Stored items from a collection
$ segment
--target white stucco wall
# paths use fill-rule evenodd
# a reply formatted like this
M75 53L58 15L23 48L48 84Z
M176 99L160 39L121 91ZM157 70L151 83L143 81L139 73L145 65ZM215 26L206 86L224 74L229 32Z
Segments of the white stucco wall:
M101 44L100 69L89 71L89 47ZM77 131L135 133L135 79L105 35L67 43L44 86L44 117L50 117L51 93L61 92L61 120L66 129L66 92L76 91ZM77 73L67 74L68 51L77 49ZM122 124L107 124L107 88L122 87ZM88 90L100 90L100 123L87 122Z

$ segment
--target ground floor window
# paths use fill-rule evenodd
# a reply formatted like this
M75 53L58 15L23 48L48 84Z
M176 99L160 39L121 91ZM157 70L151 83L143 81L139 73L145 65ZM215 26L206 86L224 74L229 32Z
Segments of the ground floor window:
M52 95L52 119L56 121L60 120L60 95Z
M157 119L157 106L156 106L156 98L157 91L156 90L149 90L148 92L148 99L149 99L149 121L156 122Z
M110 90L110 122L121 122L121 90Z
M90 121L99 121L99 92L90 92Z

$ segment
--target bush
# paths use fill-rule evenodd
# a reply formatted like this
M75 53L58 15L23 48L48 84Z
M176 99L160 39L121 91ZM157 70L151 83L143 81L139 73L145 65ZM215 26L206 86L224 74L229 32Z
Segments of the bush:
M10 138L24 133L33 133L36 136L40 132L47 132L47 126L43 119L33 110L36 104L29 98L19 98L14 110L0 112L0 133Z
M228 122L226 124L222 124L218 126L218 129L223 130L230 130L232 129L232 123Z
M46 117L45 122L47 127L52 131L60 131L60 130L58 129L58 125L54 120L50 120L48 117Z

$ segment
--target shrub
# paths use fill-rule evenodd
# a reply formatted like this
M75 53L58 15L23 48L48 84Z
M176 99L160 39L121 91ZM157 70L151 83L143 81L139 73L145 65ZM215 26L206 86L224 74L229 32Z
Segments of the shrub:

§ **WRITTEN EXERCISE**: Count how many lines in the entries above contain the string "Segments", matching case exactly, and reply with only that number.

§ **FULL OUTPUT**: 4